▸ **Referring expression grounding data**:
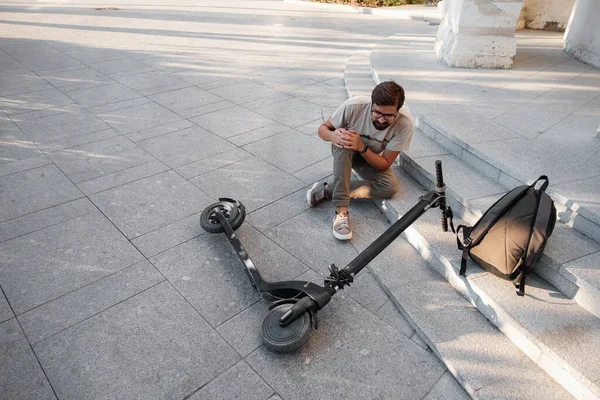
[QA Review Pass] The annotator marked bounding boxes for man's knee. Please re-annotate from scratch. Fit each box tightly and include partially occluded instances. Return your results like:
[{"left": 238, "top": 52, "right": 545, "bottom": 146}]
[{"left": 376, "top": 175, "right": 400, "bottom": 198}]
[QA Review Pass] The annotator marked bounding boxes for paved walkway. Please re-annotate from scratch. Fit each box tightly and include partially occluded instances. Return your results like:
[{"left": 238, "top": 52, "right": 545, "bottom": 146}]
[{"left": 0, "top": 1, "right": 467, "bottom": 399}]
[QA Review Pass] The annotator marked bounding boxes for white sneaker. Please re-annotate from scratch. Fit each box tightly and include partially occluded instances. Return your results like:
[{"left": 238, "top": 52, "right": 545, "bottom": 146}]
[
  {"left": 307, "top": 182, "right": 328, "bottom": 207},
  {"left": 332, "top": 212, "right": 352, "bottom": 240}
]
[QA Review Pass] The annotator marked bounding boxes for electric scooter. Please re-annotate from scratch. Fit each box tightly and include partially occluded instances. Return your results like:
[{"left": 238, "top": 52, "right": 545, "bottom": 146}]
[{"left": 200, "top": 160, "right": 454, "bottom": 352}]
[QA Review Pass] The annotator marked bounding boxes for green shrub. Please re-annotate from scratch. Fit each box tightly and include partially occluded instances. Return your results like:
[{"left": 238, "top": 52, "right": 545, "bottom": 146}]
[{"left": 310, "top": 0, "right": 428, "bottom": 7}]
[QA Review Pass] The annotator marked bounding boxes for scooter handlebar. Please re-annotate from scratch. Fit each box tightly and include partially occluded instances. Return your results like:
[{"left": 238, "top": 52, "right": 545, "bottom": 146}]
[{"left": 435, "top": 160, "right": 444, "bottom": 188}]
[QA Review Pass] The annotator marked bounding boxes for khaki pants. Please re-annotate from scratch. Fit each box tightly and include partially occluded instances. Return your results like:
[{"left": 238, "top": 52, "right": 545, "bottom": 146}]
[{"left": 330, "top": 145, "right": 399, "bottom": 207}]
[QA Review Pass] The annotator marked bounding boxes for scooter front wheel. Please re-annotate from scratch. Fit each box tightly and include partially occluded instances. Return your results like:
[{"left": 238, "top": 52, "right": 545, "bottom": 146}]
[
  {"left": 261, "top": 304, "right": 312, "bottom": 353},
  {"left": 200, "top": 200, "right": 245, "bottom": 233}
]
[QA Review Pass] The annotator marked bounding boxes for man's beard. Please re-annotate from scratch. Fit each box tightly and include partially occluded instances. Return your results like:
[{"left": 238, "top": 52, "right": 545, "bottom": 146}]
[{"left": 372, "top": 120, "right": 390, "bottom": 130}]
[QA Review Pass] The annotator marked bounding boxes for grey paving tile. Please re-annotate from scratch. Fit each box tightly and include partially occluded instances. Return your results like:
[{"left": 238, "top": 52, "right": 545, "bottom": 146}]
[
  {"left": 0, "top": 211, "right": 143, "bottom": 314},
  {"left": 0, "top": 121, "right": 42, "bottom": 163},
  {"left": 208, "top": 80, "right": 284, "bottom": 105},
  {"left": 8, "top": 45, "right": 81, "bottom": 72},
  {"left": 179, "top": 99, "right": 237, "bottom": 119},
  {"left": 494, "top": 112, "right": 557, "bottom": 138},
  {"left": 554, "top": 174, "right": 600, "bottom": 223},
  {"left": 191, "top": 156, "right": 305, "bottom": 212},
  {"left": 148, "top": 86, "right": 223, "bottom": 113},
  {"left": 151, "top": 221, "right": 307, "bottom": 326},
  {"left": 0, "top": 87, "right": 74, "bottom": 115},
  {"left": 414, "top": 154, "right": 506, "bottom": 201},
  {"left": 39, "top": 67, "right": 115, "bottom": 92},
  {"left": 86, "top": 96, "right": 153, "bottom": 115},
  {"left": 241, "top": 91, "right": 294, "bottom": 113},
  {"left": 188, "top": 361, "right": 274, "bottom": 400},
  {"left": 0, "top": 71, "right": 52, "bottom": 96},
  {"left": 228, "top": 123, "right": 290, "bottom": 147},
  {"left": 0, "top": 198, "right": 96, "bottom": 243},
  {"left": 87, "top": 56, "right": 152, "bottom": 76},
  {"left": 111, "top": 69, "right": 190, "bottom": 95},
  {"left": 251, "top": 97, "right": 324, "bottom": 128},
  {"left": 65, "top": 82, "right": 142, "bottom": 108},
  {"left": 48, "top": 136, "right": 155, "bottom": 183},
  {"left": 190, "top": 105, "right": 274, "bottom": 139},
  {"left": 215, "top": 301, "right": 266, "bottom": 357},
  {"left": 292, "top": 156, "right": 334, "bottom": 185},
  {"left": 294, "top": 118, "right": 323, "bottom": 136},
  {"left": 138, "top": 126, "right": 235, "bottom": 168},
  {"left": 0, "top": 292, "right": 13, "bottom": 323},
  {"left": 246, "top": 294, "right": 445, "bottom": 400},
  {"left": 34, "top": 282, "right": 240, "bottom": 400},
  {"left": 77, "top": 159, "right": 169, "bottom": 196},
  {"left": 0, "top": 319, "right": 56, "bottom": 400},
  {"left": 0, "top": 55, "right": 28, "bottom": 76},
  {"left": 61, "top": 48, "right": 124, "bottom": 64},
  {"left": 173, "top": 69, "right": 243, "bottom": 88},
  {"left": 175, "top": 147, "right": 253, "bottom": 179},
  {"left": 405, "top": 129, "right": 449, "bottom": 159},
  {"left": 246, "top": 188, "right": 310, "bottom": 233},
  {"left": 19, "top": 260, "right": 164, "bottom": 344},
  {"left": 0, "top": 164, "right": 83, "bottom": 222},
  {"left": 243, "top": 130, "right": 331, "bottom": 173},
  {"left": 544, "top": 222, "right": 600, "bottom": 265},
  {"left": 264, "top": 203, "right": 358, "bottom": 274},
  {"left": 0, "top": 154, "right": 51, "bottom": 177},
  {"left": 131, "top": 212, "right": 205, "bottom": 258},
  {"left": 37, "top": 127, "right": 122, "bottom": 153},
  {"left": 472, "top": 137, "right": 600, "bottom": 185},
  {"left": 426, "top": 112, "right": 522, "bottom": 145},
  {"left": 375, "top": 300, "right": 415, "bottom": 339},
  {"left": 292, "top": 81, "right": 349, "bottom": 107},
  {"left": 470, "top": 272, "right": 600, "bottom": 384},
  {"left": 564, "top": 252, "right": 600, "bottom": 295},
  {"left": 90, "top": 170, "right": 213, "bottom": 238},
  {"left": 13, "top": 104, "right": 110, "bottom": 144},
  {"left": 125, "top": 119, "right": 195, "bottom": 142},
  {"left": 149, "top": 235, "right": 256, "bottom": 325},
  {"left": 424, "top": 370, "right": 469, "bottom": 400},
  {"left": 93, "top": 101, "right": 185, "bottom": 134},
  {"left": 234, "top": 222, "right": 309, "bottom": 283}
]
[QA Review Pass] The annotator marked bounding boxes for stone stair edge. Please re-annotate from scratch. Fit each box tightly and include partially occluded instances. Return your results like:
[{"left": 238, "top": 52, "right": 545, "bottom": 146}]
[
  {"left": 370, "top": 56, "right": 600, "bottom": 241},
  {"left": 344, "top": 49, "right": 600, "bottom": 399},
  {"left": 344, "top": 48, "right": 600, "bottom": 317},
  {"left": 370, "top": 175, "right": 600, "bottom": 400},
  {"left": 398, "top": 151, "right": 600, "bottom": 321}
]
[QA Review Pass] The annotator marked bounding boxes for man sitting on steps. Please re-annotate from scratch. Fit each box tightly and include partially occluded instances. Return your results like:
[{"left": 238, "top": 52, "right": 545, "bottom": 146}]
[{"left": 307, "top": 81, "right": 414, "bottom": 240}]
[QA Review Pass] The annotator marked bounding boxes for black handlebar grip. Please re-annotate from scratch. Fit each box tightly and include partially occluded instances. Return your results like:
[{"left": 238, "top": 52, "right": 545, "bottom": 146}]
[{"left": 435, "top": 160, "right": 444, "bottom": 188}]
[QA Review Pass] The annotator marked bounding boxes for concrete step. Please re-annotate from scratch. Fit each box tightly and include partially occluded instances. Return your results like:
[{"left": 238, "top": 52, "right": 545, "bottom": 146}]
[
  {"left": 408, "top": 109, "right": 600, "bottom": 246},
  {"left": 369, "top": 35, "right": 600, "bottom": 246},
  {"left": 344, "top": 50, "right": 600, "bottom": 321},
  {"left": 344, "top": 49, "right": 600, "bottom": 399},
  {"left": 372, "top": 167, "right": 600, "bottom": 400},
  {"left": 399, "top": 141, "right": 600, "bottom": 321},
  {"left": 350, "top": 201, "right": 573, "bottom": 400}
]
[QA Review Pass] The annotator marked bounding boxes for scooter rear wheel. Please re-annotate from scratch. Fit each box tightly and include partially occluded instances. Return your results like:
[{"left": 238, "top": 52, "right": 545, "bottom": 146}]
[
  {"left": 200, "top": 200, "right": 245, "bottom": 233},
  {"left": 262, "top": 304, "right": 312, "bottom": 353}
]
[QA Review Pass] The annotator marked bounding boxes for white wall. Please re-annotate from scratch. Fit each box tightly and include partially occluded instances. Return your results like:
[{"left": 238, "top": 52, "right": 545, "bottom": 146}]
[
  {"left": 517, "top": 0, "right": 575, "bottom": 31},
  {"left": 564, "top": 0, "right": 600, "bottom": 68}
]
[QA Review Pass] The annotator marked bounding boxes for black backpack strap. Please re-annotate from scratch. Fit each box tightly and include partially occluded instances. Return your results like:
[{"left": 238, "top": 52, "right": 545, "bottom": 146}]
[
  {"left": 531, "top": 175, "right": 549, "bottom": 192},
  {"left": 516, "top": 266, "right": 527, "bottom": 296},
  {"left": 456, "top": 225, "right": 472, "bottom": 276}
]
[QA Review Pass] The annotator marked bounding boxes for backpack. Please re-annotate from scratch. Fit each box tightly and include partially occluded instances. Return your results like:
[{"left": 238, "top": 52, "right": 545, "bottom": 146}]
[{"left": 456, "top": 176, "right": 557, "bottom": 296}]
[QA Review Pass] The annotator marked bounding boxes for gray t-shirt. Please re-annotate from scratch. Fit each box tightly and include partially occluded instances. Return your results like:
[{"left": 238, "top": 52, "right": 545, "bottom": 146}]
[{"left": 330, "top": 96, "right": 414, "bottom": 154}]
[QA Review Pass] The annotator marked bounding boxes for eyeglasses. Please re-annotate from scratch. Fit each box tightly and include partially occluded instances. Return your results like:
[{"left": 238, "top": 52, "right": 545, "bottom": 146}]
[{"left": 371, "top": 106, "right": 397, "bottom": 122}]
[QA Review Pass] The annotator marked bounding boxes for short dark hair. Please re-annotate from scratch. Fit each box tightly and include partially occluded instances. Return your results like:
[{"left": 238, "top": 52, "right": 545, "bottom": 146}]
[{"left": 372, "top": 81, "right": 405, "bottom": 110}]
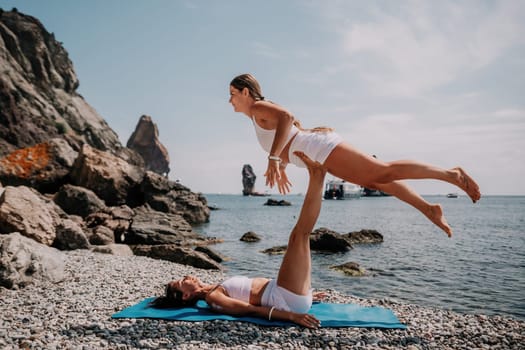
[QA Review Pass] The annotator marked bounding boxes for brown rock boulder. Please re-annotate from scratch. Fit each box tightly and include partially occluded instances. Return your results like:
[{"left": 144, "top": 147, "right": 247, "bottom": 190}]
[
  {"left": 0, "top": 186, "right": 63, "bottom": 245},
  {"left": 0, "top": 138, "right": 77, "bottom": 193},
  {"left": 53, "top": 184, "right": 107, "bottom": 218},
  {"left": 69, "top": 144, "right": 145, "bottom": 206}
]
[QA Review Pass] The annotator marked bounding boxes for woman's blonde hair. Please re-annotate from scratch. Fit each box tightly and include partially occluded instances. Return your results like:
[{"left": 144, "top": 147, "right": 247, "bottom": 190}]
[{"left": 230, "top": 73, "right": 333, "bottom": 133}]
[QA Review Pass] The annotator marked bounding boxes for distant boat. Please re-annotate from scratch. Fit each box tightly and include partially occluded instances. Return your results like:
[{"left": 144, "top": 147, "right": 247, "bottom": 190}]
[
  {"left": 362, "top": 188, "right": 391, "bottom": 197},
  {"left": 323, "top": 179, "right": 362, "bottom": 200},
  {"left": 447, "top": 193, "right": 459, "bottom": 198}
]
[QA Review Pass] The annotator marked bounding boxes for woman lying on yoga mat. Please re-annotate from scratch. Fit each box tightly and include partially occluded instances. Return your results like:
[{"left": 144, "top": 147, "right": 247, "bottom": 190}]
[
  {"left": 151, "top": 151, "right": 325, "bottom": 328},
  {"left": 229, "top": 73, "right": 481, "bottom": 237}
]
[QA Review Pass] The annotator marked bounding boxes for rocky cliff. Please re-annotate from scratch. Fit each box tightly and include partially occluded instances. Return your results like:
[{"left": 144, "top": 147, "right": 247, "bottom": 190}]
[
  {"left": 0, "top": 9, "right": 121, "bottom": 157},
  {"left": 0, "top": 9, "right": 219, "bottom": 288}
]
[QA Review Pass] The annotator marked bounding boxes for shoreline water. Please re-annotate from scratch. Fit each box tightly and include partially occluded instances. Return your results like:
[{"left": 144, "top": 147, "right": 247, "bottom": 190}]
[
  {"left": 1, "top": 250, "right": 523, "bottom": 349},
  {"left": 198, "top": 194, "right": 525, "bottom": 322}
]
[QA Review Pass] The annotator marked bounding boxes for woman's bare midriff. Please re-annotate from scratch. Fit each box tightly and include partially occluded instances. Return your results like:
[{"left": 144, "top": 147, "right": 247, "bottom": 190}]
[{"left": 250, "top": 277, "right": 271, "bottom": 305}]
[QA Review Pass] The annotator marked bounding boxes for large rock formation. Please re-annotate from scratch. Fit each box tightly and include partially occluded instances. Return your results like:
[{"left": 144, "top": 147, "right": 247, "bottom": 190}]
[
  {"left": 0, "top": 9, "right": 121, "bottom": 157},
  {"left": 242, "top": 164, "right": 257, "bottom": 195},
  {"left": 0, "top": 9, "right": 218, "bottom": 283},
  {"left": 126, "top": 115, "right": 170, "bottom": 176}
]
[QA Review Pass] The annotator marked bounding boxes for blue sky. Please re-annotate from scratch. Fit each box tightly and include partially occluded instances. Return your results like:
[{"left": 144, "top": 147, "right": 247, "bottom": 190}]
[{"left": 2, "top": 0, "right": 524, "bottom": 195}]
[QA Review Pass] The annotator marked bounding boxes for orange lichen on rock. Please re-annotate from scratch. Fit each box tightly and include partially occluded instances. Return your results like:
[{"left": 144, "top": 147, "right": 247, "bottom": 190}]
[{"left": 0, "top": 143, "right": 51, "bottom": 179}]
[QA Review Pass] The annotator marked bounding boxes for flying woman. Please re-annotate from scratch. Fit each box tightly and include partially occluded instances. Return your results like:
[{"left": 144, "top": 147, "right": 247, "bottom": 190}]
[
  {"left": 229, "top": 73, "right": 481, "bottom": 237},
  {"left": 151, "top": 152, "right": 327, "bottom": 328}
]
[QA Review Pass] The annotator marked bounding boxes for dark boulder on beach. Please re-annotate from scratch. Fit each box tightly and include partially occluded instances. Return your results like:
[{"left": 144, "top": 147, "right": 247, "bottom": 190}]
[
  {"left": 131, "top": 244, "right": 222, "bottom": 270},
  {"left": 53, "top": 184, "right": 108, "bottom": 218}
]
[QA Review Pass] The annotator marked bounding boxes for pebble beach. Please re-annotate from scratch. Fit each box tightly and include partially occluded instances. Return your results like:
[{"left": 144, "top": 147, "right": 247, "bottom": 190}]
[{"left": 1, "top": 250, "right": 523, "bottom": 350}]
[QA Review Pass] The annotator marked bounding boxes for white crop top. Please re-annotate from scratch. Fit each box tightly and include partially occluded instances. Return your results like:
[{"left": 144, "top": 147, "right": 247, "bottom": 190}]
[
  {"left": 221, "top": 276, "right": 253, "bottom": 302},
  {"left": 252, "top": 116, "right": 299, "bottom": 153}
]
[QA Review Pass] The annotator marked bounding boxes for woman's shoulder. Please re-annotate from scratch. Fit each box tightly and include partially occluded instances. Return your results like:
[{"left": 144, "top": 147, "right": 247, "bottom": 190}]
[{"left": 251, "top": 101, "right": 291, "bottom": 121}]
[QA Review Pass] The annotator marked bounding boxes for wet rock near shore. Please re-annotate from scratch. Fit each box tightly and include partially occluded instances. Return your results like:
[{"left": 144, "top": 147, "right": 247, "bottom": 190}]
[
  {"left": 310, "top": 227, "right": 352, "bottom": 252},
  {"left": 240, "top": 231, "right": 261, "bottom": 242},
  {"left": 264, "top": 198, "right": 291, "bottom": 206},
  {"left": 330, "top": 261, "right": 371, "bottom": 277},
  {"left": 261, "top": 227, "right": 384, "bottom": 255},
  {"left": 344, "top": 229, "right": 384, "bottom": 244}
]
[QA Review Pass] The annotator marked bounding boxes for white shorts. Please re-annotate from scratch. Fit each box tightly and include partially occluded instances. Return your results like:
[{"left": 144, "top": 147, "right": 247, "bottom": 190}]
[
  {"left": 261, "top": 279, "right": 313, "bottom": 313},
  {"left": 288, "top": 131, "right": 343, "bottom": 168}
]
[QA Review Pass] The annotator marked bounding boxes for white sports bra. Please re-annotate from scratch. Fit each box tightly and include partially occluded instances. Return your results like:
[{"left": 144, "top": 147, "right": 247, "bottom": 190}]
[
  {"left": 252, "top": 116, "right": 299, "bottom": 153},
  {"left": 221, "top": 276, "right": 253, "bottom": 302}
]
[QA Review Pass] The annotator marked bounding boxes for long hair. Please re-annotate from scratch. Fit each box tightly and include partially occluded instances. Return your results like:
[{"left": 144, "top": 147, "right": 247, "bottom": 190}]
[
  {"left": 149, "top": 283, "right": 198, "bottom": 309},
  {"left": 230, "top": 73, "right": 265, "bottom": 101},
  {"left": 230, "top": 73, "right": 333, "bottom": 133}
]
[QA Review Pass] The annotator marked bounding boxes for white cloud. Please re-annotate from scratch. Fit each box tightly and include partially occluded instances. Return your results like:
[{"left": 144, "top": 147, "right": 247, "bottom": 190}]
[{"left": 338, "top": 1, "right": 525, "bottom": 96}]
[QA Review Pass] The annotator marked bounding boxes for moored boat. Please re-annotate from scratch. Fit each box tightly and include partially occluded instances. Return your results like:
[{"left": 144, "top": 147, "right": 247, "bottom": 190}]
[{"left": 323, "top": 179, "right": 362, "bottom": 200}]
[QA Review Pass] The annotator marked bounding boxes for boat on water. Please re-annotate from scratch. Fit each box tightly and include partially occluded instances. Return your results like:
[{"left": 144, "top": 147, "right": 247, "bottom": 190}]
[
  {"left": 447, "top": 193, "right": 459, "bottom": 198},
  {"left": 323, "top": 179, "right": 363, "bottom": 200}
]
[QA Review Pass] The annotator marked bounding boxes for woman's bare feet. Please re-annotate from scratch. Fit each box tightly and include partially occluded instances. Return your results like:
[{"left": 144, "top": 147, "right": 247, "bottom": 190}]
[
  {"left": 452, "top": 167, "right": 481, "bottom": 203},
  {"left": 425, "top": 204, "right": 452, "bottom": 237}
]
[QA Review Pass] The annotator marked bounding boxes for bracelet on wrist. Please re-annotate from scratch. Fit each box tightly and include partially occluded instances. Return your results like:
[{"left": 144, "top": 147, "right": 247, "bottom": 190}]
[
  {"left": 268, "top": 155, "right": 281, "bottom": 162},
  {"left": 268, "top": 306, "right": 275, "bottom": 320}
]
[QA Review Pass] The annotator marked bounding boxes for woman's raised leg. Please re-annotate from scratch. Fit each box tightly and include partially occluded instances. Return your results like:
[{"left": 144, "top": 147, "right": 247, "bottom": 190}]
[
  {"left": 372, "top": 180, "right": 452, "bottom": 236},
  {"left": 324, "top": 142, "right": 481, "bottom": 203},
  {"left": 276, "top": 152, "right": 326, "bottom": 296}
]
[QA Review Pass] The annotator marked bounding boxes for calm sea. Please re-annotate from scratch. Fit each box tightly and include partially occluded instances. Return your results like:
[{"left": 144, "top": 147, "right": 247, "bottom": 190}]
[{"left": 194, "top": 194, "right": 525, "bottom": 321}]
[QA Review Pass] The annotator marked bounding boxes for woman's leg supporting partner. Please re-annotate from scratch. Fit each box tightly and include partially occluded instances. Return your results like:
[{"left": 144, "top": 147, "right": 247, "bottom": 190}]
[{"left": 277, "top": 152, "right": 326, "bottom": 296}]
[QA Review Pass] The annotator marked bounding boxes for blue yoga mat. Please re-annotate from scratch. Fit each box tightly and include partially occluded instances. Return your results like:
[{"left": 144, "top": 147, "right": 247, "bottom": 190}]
[{"left": 112, "top": 298, "right": 406, "bottom": 329}]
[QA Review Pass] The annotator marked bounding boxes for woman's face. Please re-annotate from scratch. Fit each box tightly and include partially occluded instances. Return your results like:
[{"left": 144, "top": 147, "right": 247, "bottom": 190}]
[
  {"left": 229, "top": 85, "right": 250, "bottom": 113},
  {"left": 168, "top": 275, "right": 200, "bottom": 300}
]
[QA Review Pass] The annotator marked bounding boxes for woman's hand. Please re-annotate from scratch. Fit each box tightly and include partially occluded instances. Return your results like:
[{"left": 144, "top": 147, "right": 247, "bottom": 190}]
[
  {"left": 290, "top": 312, "right": 321, "bottom": 329},
  {"left": 276, "top": 166, "right": 292, "bottom": 194},
  {"left": 293, "top": 151, "right": 326, "bottom": 180},
  {"left": 264, "top": 160, "right": 281, "bottom": 190}
]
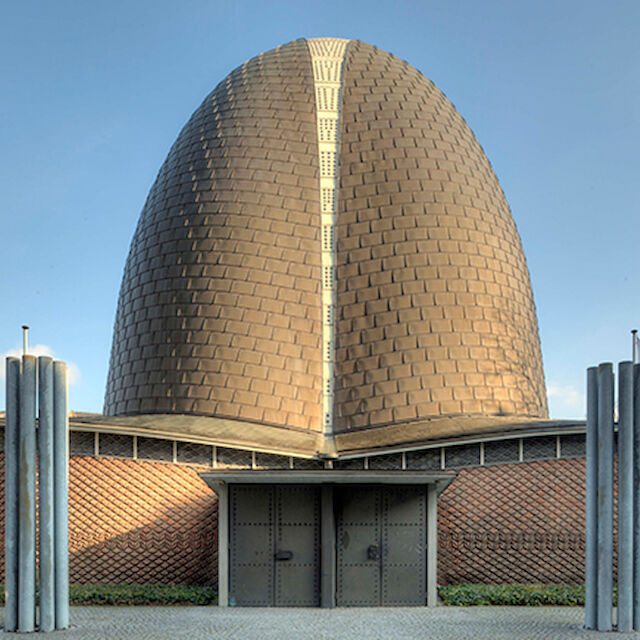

▸ **Task description**:
Transcribe exactly, please, the lines between the start of the records above and the line holding "[QA Review Pass] The annotator marked bounding boxes for paved", counting both of those lines and omitting pictures.

▸ **Written answer**:
[QA Review Pass] The annotator marked bounding boxes for man's knee. Please re-annotate from scratch. Fit each box tightly and include partially occluded instances. Return your results like:
[{"left": 238, "top": 52, "right": 545, "bottom": 146}]
[{"left": 376, "top": 175, "right": 400, "bottom": 198}]
[QA Review Pass] The annotator marked bounding boxes for paved walkway. Please re-annotate from scratch. Fit each box tightly and include partially occluded instances. Return your results like:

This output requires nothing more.